■ Records from a data source:
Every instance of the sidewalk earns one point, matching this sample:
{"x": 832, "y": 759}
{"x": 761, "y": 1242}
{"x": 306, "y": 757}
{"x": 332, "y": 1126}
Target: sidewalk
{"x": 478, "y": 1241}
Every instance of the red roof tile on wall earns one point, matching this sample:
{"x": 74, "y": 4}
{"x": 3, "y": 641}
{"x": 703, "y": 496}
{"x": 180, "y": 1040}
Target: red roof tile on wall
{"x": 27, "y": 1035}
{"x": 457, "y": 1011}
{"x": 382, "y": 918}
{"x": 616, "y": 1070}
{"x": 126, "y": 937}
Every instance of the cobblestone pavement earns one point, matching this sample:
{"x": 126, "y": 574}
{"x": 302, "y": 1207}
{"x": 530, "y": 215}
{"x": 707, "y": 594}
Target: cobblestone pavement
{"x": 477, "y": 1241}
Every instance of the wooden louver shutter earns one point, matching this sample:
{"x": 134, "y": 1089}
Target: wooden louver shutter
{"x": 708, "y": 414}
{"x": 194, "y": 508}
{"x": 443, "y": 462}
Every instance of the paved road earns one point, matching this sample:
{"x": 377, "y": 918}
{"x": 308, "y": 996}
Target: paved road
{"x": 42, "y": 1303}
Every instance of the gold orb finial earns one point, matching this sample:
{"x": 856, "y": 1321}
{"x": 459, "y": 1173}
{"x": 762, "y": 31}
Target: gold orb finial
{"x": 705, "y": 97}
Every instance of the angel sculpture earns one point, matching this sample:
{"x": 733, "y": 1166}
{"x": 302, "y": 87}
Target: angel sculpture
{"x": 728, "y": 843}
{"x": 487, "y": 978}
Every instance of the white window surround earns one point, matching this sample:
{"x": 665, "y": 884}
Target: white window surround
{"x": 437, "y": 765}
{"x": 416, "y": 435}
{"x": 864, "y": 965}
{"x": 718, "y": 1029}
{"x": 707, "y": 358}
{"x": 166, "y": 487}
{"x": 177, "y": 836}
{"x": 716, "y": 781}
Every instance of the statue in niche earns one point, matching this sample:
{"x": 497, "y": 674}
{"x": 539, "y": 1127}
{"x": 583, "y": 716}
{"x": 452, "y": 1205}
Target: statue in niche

■ Task objective: Restate the records above in full, keeping each line exactly as it stands.

■ Answer to the problem:
Every instance of the sidewalk earns one point, matching this sample:
{"x": 832, "y": 759}
{"x": 761, "y": 1242}
{"x": 306, "y": 757}
{"x": 332, "y": 1126}
Target: sidewalk
{"x": 478, "y": 1241}
Every instance of the red roof tile on wall earns one point, matching this sample:
{"x": 74, "y": 4}
{"x": 3, "y": 641}
{"x": 703, "y": 496}
{"x": 180, "y": 1040}
Target: red roof tile on wall
{"x": 27, "y": 1035}
{"x": 457, "y": 1011}
{"x": 382, "y": 918}
{"x": 616, "y": 1070}
{"x": 126, "y": 937}
Every instance of the cobblestone pavement earns one point, matching this sample:
{"x": 126, "y": 574}
{"x": 302, "y": 1207}
{"x": 530, "y": 215}
{"x": 707, "y": 594}
Target: cobblestone pavement
{"x": 477, "y": 1241}
Every instance of the wooden louver shutter earns one point, matching this sample:
{"x": 134, "y": 1089}
Target: wooden louver shutter
{"x": 708, "y": 414}
{"x": 194, "y": 508}
{"x": 443, "y": 462}
Every instance of the paved road earns one point, matching this sample:
{"x": 377, "y": 918}
{"x": 308, "y": 996}
Target: paved road
{"x": 42, "y": 1303}
Every instance of the gold orb finial earns one point, matching this sample:
{"x": 856, "y": 1321}
{"x": 459, "y": 1173}
{"x": 762, "y": 31}
Target: gold orb finial
{"x": 705, "y": 97}
Every instance of the angel sculpture earns one point, matching this sample:
{"x": 733, "y": 1166}
{"x": 302, "y": 87}
Target: angel sculpture
{"x": 728, "y": 843}
{"x": 487, "y": 978}
Every instance of the white window surround earns one point, matching this sample:
{"x": 665, "y": 884}
Target: white window surround
{"x": 437, "y": 765}
{"x": 416, "y": 435}
{"x": 864, "y": 965}
{"x": 718, "y": 1029}
{"x": 707, "y": 358}
{"x": 166, "y": 487}
{"x": 177, "y": 836}
{"x": 716, "y": 781}
Every instance of the statue in niche earns one point, matching this sample:
{"x": 497, "y": 674}
{"x": 539, "y": 1127}
{"x": 583, "y": 716}
{"x": 452, "y": 1205}
Target: statue in niche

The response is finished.